## Source data
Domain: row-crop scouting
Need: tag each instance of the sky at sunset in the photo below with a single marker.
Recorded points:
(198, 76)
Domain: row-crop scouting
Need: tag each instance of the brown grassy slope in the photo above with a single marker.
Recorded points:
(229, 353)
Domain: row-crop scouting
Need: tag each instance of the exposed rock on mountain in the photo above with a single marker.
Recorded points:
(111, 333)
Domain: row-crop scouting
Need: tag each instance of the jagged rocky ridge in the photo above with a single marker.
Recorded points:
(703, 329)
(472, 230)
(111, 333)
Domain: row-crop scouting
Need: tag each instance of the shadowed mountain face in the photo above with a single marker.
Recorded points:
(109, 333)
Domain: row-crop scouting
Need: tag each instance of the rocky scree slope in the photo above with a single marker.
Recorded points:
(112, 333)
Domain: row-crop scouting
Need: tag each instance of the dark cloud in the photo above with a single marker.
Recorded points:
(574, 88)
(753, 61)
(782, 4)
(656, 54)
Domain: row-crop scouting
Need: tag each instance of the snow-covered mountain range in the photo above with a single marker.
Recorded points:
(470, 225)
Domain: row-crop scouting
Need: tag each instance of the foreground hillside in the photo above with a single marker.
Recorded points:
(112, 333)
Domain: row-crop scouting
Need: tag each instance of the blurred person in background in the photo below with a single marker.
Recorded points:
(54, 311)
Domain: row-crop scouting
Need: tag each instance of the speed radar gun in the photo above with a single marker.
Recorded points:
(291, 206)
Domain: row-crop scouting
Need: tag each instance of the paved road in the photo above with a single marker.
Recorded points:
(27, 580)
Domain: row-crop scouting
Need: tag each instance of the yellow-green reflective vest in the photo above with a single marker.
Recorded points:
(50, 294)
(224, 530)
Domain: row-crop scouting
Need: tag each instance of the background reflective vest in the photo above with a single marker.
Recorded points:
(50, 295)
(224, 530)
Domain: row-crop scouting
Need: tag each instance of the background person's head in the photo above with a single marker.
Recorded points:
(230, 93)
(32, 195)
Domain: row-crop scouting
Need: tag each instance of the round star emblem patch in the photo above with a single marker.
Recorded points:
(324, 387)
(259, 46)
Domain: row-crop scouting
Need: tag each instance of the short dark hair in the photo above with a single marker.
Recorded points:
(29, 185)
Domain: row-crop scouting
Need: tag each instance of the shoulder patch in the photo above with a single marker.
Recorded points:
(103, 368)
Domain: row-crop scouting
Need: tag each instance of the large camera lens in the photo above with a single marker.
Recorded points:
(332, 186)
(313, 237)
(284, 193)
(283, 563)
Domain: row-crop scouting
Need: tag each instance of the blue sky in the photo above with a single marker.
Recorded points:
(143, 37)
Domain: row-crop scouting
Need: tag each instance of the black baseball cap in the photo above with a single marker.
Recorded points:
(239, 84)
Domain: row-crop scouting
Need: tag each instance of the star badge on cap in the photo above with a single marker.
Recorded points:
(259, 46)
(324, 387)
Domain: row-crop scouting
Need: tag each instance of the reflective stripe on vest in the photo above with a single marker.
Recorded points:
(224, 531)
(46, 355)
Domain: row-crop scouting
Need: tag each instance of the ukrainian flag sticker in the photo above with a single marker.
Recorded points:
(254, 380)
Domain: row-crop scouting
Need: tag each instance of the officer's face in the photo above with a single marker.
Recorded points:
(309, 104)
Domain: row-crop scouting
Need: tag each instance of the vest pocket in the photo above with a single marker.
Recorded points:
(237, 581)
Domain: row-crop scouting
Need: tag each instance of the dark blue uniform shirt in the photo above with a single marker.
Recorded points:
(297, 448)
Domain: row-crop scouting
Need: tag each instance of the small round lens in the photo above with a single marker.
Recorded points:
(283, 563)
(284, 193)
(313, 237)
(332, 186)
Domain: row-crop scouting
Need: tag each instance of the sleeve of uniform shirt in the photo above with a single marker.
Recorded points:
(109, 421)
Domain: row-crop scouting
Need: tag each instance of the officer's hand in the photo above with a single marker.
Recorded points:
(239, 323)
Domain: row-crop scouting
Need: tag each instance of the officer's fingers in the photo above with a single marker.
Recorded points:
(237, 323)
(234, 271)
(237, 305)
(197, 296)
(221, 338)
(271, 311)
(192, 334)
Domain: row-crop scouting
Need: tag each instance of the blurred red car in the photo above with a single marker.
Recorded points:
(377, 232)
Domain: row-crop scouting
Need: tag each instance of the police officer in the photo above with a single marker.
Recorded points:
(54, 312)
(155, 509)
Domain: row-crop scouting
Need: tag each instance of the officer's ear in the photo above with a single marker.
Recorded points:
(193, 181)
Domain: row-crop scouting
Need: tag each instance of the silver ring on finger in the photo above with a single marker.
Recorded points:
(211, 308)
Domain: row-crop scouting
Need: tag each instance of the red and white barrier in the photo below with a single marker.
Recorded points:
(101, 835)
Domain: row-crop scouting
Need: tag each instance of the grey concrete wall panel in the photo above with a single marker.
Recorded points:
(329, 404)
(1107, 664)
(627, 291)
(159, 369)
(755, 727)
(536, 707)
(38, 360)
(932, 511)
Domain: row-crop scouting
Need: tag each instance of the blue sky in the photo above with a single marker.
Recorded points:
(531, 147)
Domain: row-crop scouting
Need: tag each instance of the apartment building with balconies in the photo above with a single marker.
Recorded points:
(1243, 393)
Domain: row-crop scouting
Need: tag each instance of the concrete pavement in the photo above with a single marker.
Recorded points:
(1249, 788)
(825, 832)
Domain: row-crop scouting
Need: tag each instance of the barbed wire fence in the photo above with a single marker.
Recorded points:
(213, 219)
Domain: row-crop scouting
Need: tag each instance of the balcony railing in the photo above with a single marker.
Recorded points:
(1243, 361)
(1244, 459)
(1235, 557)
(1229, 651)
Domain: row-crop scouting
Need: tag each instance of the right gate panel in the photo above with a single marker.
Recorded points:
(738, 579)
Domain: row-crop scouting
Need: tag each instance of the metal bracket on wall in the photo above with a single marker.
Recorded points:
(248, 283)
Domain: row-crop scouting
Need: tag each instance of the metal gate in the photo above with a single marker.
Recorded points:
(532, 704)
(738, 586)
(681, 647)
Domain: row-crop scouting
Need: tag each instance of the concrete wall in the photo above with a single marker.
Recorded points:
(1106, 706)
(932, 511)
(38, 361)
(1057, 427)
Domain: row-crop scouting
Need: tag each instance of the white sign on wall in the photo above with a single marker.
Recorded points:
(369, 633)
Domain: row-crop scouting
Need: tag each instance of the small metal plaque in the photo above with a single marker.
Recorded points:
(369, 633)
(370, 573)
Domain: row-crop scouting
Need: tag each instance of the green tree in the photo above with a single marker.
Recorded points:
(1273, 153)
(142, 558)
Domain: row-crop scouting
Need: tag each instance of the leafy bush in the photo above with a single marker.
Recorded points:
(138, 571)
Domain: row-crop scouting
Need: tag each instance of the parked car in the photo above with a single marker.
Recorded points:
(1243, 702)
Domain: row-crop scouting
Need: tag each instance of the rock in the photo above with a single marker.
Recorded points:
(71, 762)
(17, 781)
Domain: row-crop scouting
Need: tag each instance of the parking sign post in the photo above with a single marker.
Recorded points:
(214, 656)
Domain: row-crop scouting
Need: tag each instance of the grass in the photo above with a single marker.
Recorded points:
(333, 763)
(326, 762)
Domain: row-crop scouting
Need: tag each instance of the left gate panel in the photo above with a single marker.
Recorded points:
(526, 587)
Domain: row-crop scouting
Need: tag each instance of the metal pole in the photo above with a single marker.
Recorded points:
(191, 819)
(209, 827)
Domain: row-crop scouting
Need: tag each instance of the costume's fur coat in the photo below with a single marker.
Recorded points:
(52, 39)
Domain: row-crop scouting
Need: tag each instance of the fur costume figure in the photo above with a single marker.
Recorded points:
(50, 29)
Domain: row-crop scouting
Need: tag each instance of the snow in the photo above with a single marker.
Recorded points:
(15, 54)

## Problem statement
Tally lines in the listing above that include the word "dark"; respond with that number only.

## Finished task
3